Gli scafisti come Khaled Ben Salem appartengono al livello più basso dell’organizzazione. «I trafficanti, quelli che contano davvero, non salgono mai a bordo», dice l’avvocato Leonardo Marino di Agrigento. Marino è riuscito a far assolvere dall’accusa di favoreggiamento dell’immigrazione clandestina cinque marinai e i due comandanti tunisini di due pescherecci. Li avevano arrestati nel 2007 e processati per aver condotto a Lampedusa, il porto più vicino, 44 stranieri raccolti al largo. Una vicenda che ha lasciato il segno nei comportamenti in mare: anche se un articolo della legge sull’immigrazione tutela il soccorso, da allora sono numerosi i casi in cui i migranti alla deriva vengono ignorati dagli equipaggi in transito. Nessun avviso ai naviganti ha invece spiegato che dopo quella vicenda lo Stato italiano, per colpa dell’applicazione errata delle norme da parte dei suoi magistrati, ha dovuto risarcire i marinai tunisini con novemila euro ciascuno, per i cinquanta giorni di ingiusta detenzione.
Le procure, come in questo caso, hanno spesso applicato con troppa leggerezza l’articolo che configura il reato di associazione a delinquere finalizzato all’immigrazione illegale. Anche quando si trattava di profughi costretti a guidare la loro barca perché, al momento della partenza in Libia o in Egitto, non era salito a bordo nessuno scafista. Così la Corte di Cassazione ha stabilito che in queste circostanze gli indagati non devono essere sottoposti a custodia cautelare. Una battaglia legale sostenuta e spiegata sul blog meltingpot.org da Fulvio Vassallo Paleologo, docente di Diritto di asilo all’università di Palermo. L’ordinanza della Cassazione ha evitato che decine di esuli venissero trattenuti in carcere come boss mafiosi. Ma ha inevitabilmente favorito la fuga e il ritorno al di là del mare di qualche scafista. Tra questi, secondo la squadra mobile di Agrigento, proprio Khaled Ben Salem, che sarebbe già sbarcato in aprile al timone di un barcone con 250 passeggeri. L’avevano identificato e semplicemente rimpatriato. Un arresto in più o in meno comunque non ha nessuna influenza sugli affari dei trafficanti. Più scorre il sangue nel mondo, più loro hanno profughi da traghettare. Come diceva il comandante di Chaffar: «Noi continuiamo a lavorare. Finché marocchini, tunisini, africani pagano per partire, noi siamo qui ad aspettarli».

#### CONSEGNA:
Prosegui il brano sui trafficanti di migranti, riprendendo subito dopo la sua ultima frase.

#### DATI FORNITI:
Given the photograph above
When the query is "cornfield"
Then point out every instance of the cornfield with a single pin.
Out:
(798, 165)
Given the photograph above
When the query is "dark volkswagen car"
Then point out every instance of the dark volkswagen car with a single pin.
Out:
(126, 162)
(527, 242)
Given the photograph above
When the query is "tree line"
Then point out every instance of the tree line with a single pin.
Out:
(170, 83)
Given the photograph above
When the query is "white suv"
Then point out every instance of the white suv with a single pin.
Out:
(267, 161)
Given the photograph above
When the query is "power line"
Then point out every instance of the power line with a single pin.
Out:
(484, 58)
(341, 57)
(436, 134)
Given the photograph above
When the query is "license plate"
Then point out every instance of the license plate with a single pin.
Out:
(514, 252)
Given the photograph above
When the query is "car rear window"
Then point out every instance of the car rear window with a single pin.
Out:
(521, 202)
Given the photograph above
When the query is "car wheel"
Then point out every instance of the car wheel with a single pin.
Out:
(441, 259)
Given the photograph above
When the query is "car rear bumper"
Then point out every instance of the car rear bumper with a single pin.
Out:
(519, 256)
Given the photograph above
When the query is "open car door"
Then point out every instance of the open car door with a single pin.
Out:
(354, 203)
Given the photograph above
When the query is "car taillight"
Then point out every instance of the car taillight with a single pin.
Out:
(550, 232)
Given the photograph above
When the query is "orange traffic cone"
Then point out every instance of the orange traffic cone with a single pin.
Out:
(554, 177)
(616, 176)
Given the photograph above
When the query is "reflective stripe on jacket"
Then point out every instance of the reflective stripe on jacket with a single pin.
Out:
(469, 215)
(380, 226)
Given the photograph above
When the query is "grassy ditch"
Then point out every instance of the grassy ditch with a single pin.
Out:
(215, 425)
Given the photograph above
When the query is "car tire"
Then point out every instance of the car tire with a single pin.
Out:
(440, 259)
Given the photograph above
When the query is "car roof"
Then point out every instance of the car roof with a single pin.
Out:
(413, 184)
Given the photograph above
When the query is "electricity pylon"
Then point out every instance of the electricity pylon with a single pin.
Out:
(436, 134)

#### SOLUZIONE DELL'ESERCIZIO:
La prima notte in cui sta navigando ignaro verso la strage, Khaled Ben Salem sicuramente sa che sarà una traversata difficile. Dopo due ore, è ancora sotto costa. Lo chiamano al telefono e lo fanno fermare. È troppo carico e la prua non riesce nemmeno a farsi largo nelle onde. Uno scafista è solo uno scafista. Non può lamentarsi con chi ha organizzato il viaggio per la presenza di troppi passeggeri. Sono i libici ad accorrere in suo aiuto. Mandano un gommone. Uno di quelli usati ore prima per trasbordare i profughi dalla spiaggia al peschereccio che li aspettava in acque profonde. Fanno sbarcare venticinque eritrei e li riportano a terra. Senza sapere di averli probabilmente salvati.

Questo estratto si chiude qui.